╭─ Fragmento del texto

Señalemos, a propósito, que la historia conoce casos extremos en los que una sola lengua gozó de una superioridad absoluta frente a todas las demás: los textos creados en ella eran traducidos a todas las otras y toda la comunicación interétnica se hacía por medio de ella. En la antigüedad eso aconteció, por ejemplo, en el área del Mediterráneo Oriental durante siglos enteros, si bien las lenguas dominantes fueron alternándose: en su día desempeñaron esta función ora el acadio, ora el egipcio, ora el griego, ora el arameo. En la Europa medieval esta posición le correspondió al latín; en el Oriente medieval, al árabe; en los imperios coloniales, a las lenguas de las metrópolis; en el sistema de relaciones internacionales de la Europa del siglo XIX, al francés, y en la URSS, al ruso.

╰─
╭─ Extracto de origen

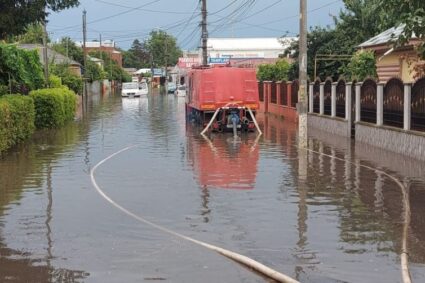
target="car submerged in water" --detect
[167,82,177,93]
[139,82,149,95]
[121,82,147,97]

╰─

### [Consigna 1]
En el fragmento sobre las lenguas dominantes, ¿qué lengua ocupó esa posición en la Europa medieval?
### [Consigna 2]
Transcribe del fragmento sobre las lenguas dominantes el pasaje que va desde "Señalemos, a propósito, que" hasta "URSS, al ruso.".

### [Respuesta completa 1]
El latín.

### [Respuesta completa 2]
Señalemos, a propósito, que la historia conoce casos extremos en los que una sola lengua gozó de una superioridad absoluta frente a todas las demás: los textos creados en ella eran traducidos a todas las otras y toda la comunicación interétnica se hacía por medio de ella. En la antigüedad eso aconteció, por ejemplo, en el área del Mediterráneo Oriental durante siglos enteros, si bien las lenguas dominantes fueron alternándose: en su día desempeñaron esta función ora el acadio, ora el egipcio, ora el griego, ora el arameo. En la Europa medieval esta posición le correspondió al latín; en el Oriente medieval, al árabe; en los imperios coloniales, a las lenguas de las metrópolis; en el sistema de relaciones internacionales de la Europa del siglo XIX, al francés, y en la URSS, al ruso.